▸ EXERCICE PROPOSÉ 1
Extrayez, sans rien y changer, le passage du texte sur la réparation des injures qui commence aux mots « La loi unique » et s'arrête après « du repos public. ».

Celui qui a repoussé l'injure qui lui a été faite, & qui s'est vangé lui-même, sibi jus dixit, il ne peut plus en rendre plainte, paria enim delicta mutuâ pensatione tolluntur.

Lorsqu'il y a eu des injures dites de part & d'autre, on met ordinairement les parties hors de cour, avec défenses à elles de se méfaire ni médire.

Quand l'injure est grave, il ne suffit pas pour toute réparation de la desavouer ou de déclarer que l'on se rétracte ; il peut encore selon les circonstances, y avoir lieu à diverses peines.

Il y eut une loi chez les romains qui fixa en argent la réparation dûe pour certaines injures, comme pour un soufflet tant, pour un coup de pié tant : mais on ne fut pas long-tems à reconnoître l'inconvénient de cette loi, & à la révoquer ; attendu qu'un jeune étourdi de Rome trouvant que l'on en étoit quitte à bon marché, prenoit plaisir à donner des soufflets aux passans ; & pour prévenir la demande en réparation, il faisoit sur le champ payer l'amende à celui qu'il avoit offensé, par un de ses esclaves qui le suivoit avec un sac d'argent destiné à cette folle dépense.

Les différentes lois qui ont été recueillies dans le code des lois antiques, n'ordonnoient aussi que des amendes pécuniaires pour la plûpart des crimes, & singulierement pour les injures de paroles, qui y sont taxées selon leur qualité avec la plus grande exactitude : on y peut voir celles qui passoient alors pour offensantes.

La loi unique au code de famosis libellis, prononçoit la peine de mort non-seulement contre les auteurs des libelles diffamatoires, mais encore contre ceux qui s'en trouvoient saisis. Les capitulaires de Charlemagne prononçoient la peine de l'exil ; l'ordonnance de Moulins veut que ceux qui les ont composés, écrits, imprimés, exposés en vente, soient punis comme perturbateurs du repos public.

Un édit du mois de Décembre 1704, a déterminé la peine dûe pour chaque sorte d'injure.

Mais nonobstant cet édit & les autres antérieurs ou postérieurs, il est vrai de dire qu'en France la réparation des injures est arbitraire, de même que celle de tous les autres délits, c'est-à-dire que la peine plus ou moins rigoureuse dépend des circonstances & de ce qui est arbitré par le juge.

▸ ENTRÉES FOURNIES
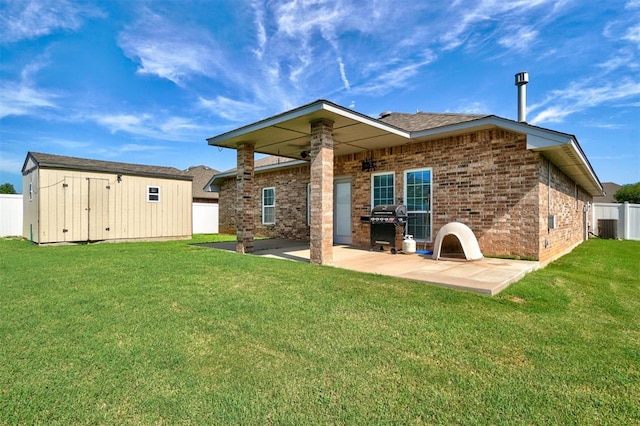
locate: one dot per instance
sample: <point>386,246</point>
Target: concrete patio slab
<point>486,276</point>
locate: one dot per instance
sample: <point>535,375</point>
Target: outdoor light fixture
<point>368,165</point>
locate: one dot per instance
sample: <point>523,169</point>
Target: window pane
<point>383,189</point>
<point>418,199</point>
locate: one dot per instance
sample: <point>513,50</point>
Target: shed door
<point>86,209</point>
<point>98,209</point>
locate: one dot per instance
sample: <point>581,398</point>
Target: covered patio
<point>487,276</point>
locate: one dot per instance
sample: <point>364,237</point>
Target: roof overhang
<point>288,135</point>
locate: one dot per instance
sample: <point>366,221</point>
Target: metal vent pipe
<point>522,78</point>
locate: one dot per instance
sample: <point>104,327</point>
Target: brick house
<point>523,190</point>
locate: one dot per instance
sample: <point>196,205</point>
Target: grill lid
<point>389,210</point>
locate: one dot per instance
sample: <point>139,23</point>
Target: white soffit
<point>288,134</point>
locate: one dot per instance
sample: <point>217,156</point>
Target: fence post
<point>626,222</point>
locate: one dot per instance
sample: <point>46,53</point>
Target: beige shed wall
<point>30,224</point>
<point>118,210</point>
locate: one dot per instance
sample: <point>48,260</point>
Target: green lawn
<point>170,333</point>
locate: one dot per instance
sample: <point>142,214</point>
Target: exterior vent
<point>522,78</point>
<point>608,228</point>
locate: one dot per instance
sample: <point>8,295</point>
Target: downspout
<point>548,194</point>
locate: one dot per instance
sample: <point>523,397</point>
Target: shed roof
<point>201,177</point>
<point>51,161</point>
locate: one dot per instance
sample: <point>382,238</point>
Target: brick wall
<point>487,180</point>
<point>291,204</point>
<point>564,200</point>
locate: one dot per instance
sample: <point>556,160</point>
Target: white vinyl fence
<point>205,216</point>
<point>10,215</point>
<point>627,217</point>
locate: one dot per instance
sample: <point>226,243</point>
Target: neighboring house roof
<point>201,177</point>
<point>288,135</point>
<point>51,161</point>
<point>610,188</point>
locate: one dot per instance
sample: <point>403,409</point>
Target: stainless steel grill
<point>386,220</point>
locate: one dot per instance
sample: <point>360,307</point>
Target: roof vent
<point>522,78</point>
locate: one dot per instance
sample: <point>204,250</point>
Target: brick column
<point>321,231</point>
<point>245,207</point>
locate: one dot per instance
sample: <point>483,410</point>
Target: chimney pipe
<point>522,78</point>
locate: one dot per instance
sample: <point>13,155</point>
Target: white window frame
<point>309,204</point>
<point>429,210</point>
<point>393,196</point>
<point>269,206</point>
<point>150,194</point>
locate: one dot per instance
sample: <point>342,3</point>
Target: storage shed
<point>68,199</point>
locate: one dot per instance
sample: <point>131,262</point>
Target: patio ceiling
<point>288,134</point>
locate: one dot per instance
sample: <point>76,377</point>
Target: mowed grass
<point>171,333</point>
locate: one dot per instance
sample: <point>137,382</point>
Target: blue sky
<point>148,81</point>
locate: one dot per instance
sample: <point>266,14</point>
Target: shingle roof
<point>201,177</point>
<point>426,120</point>
<point>73,163</point>
<point>610,188</point>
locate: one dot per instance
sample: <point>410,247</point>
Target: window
<point>153,194</point>
<point>382,189</point>
<point>268,206</point>
<point>417,193</point>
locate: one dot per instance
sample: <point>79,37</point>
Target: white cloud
<point>633,34</point>
<point>583,95</point>
<point>151,126</point>
<point>519,38</point>
<point>31,19</point>
<point>168,51</point>
<point>23,97</point>
<point>230,109</point>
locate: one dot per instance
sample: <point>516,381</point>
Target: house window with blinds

▸ EXERCICE PROPOSÉ 2
Trouvez chaque ligne des enregistrements où figure la chaîne « fence », puis recopiez ces lignes.

▸ RÉPONSE COMPLÈTE 1
La loi unique au code de famosis libellis, prononçoit la peine de mort non-seulement contre les auteurs des libelles diffamatoires, mais encore contre ceux qui s'en trouvoient saisis. Les capitulaires de Charlemagne prononçoient la peine de l'exil ; l'ordonnance de Moulins veut que ceux qui les ont composés, écrits, imprimés, exposés en vente, soient punis comme perturbateurs du repos public.

▸ RÉPONSE COMPLÈTE 2
Target: fence post
Target: white vinyl fence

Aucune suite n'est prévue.